▶ **課題一覧**:
[A] ヴェルヴェット・アンダーグラウンドの紹介文をもとに、次の問いに答えよ。
(i) このアルバムは何年の作品か。
(ii) A面の4曲目の曲名は何か。
(iii) バンドを抜けた(追い出された)のは誰か。
[B] ヴェルヴェット・アンダーグラウンドの紹介文を、最後の文の続きから書き進めてください。

━━━━━ 読解文

合同会社Gencone

らしさとは真逆の彼方で誕生したエヴァーグリーンは、唯一無二の圧倒的な美しさを放つ。

らしさとは真逆の彼方で誕生したエヴァーグリーンは、唯一無二の圧倒的な美しさを放つ。

目次

The Velvet Underground/S.T.

1969年作品

収録曲:A面

①Candy Says
②What Goes On
③Some Kinda Love
④Pale Blue Eyes
⑤Jesus

収録曲:B面

⑥Begining To See The Light
⑦I’m Set Free
⑧That’s The Story Of My Life
⑨The Murder Mystery(殺人ミステリー)
⑩After Hours

アルバム名に、バンド名をそのまま冠した作品はいくつかあるけれど、もれなくそのどれもが名盤。
コンセプトやスタンス、メッセージや音像なんかが、これがうちらだぜ!ってな意思表示になってるよね。
後になって代表作になる筈っていう自信、名刺代わりの1枚の意味合いもあると思う。

※レッド・ツェッペリンがバンド名を冠したアルバムについては、こちらもどうぞ
※レイジ・アゲインスト・ザ・マシーンについては、こちら

今回紹介するヴェルヴェット・アンダーグラウンド(以下、ヴェルヴェッツ)もまた然りで、3rdにして満を持してバンド名を名付けました。
まぁ、1stでもそうだったんだけど、あれにはニコがオマケで居たから笑。
歴史的な作品には、変わりないんだけどさ。

それまで双璧のひとつだったジョン・ケイル(以下、ケイル)が抜けて(というか追い出して)、ルー・リード(以下、リード)が遂に主導権を獲得。
ロック界におけるギター・ポップの始まりを見事に生み出すことになったんだけど、またしても評価は芳しくなくて、セールスにもそのまま反映されて結果大コケ。
ここまで来るともはや可笑しみすらあるよね(失礼!)、それでもヴェルヴェッツのアルバムはどれも大好物な筆者にとって、最も好きなフェイヴァリットが今作です(オリジナル・タイトルはセルフ・タイトルだけど、便宜上ここでは通称名である「ヴェルヴェット・アンダーグラウンドⅢ」)

━━━━━━━━━━
━━━━━ 提示データ

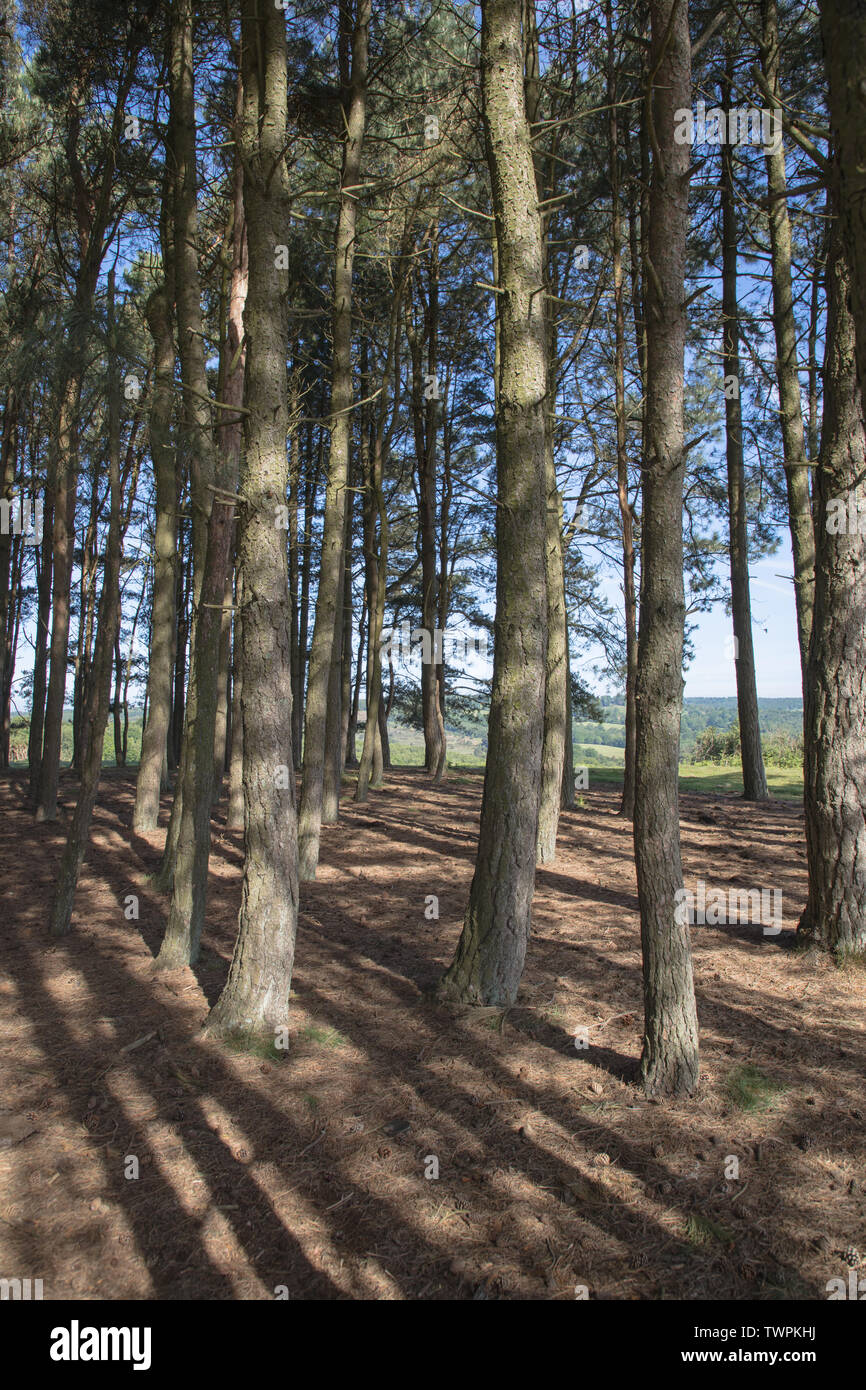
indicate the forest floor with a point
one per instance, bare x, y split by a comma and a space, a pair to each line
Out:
307, 1175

━━━━━━━━━━

▶ **解答**:
[A]
(i) 1969年
(ii) Pale Blue Eyes
(iii) ジョン・ケイル

[B]
前作「ホワイト・ライト、ホワイト・ヒート」発売から今作誕生まで

リードの詩的かつストリート感覚に溢れるソングライティングと、ケイルのクラシックとアヴァンギャルド音楽を背景に持つ鋭い実験性が、極限の緊張感を楔に見事に融合して生まれた唯一無二のロックンロール。
それが、ヴェルヴェッツなわけで。

けれどケイルの実験志向は前作の2nd「ホワイト・ライト、ホワイト・ヒート」で頂点に達し、その過激さは名盤の誕生と同時にバンド内での亀裂を生むことに。

※前作について、こちら

特にリードは、自身のルーツであるフォークに根差すような、よりメロディックで感情を抑えた表現に傾倒し始めた時期。
タイミングも、悪かったんだな。
だからケイルの過剰なノイズや即興性を、制御不能で邪魔くさく感じちゃった。
加えて、当時のマネージャーもリード寄りのスタンスを取ったもんだから、結果としてケイルはバンドを去ることになった。
脱退に反対した残されたメンバー、スターリング・モリソン(以下、モリソン)とモーリン・タッカー(以下、タッカー)の意見を半ば無視して強行突破したくらいだから、余程だったんだろうね。
しょうがないよ。
相反する強烈な個性を持った、常に互いを意識し合う同士によって伝説を残して、そして別れが訪れるのはどの世界でも一緒。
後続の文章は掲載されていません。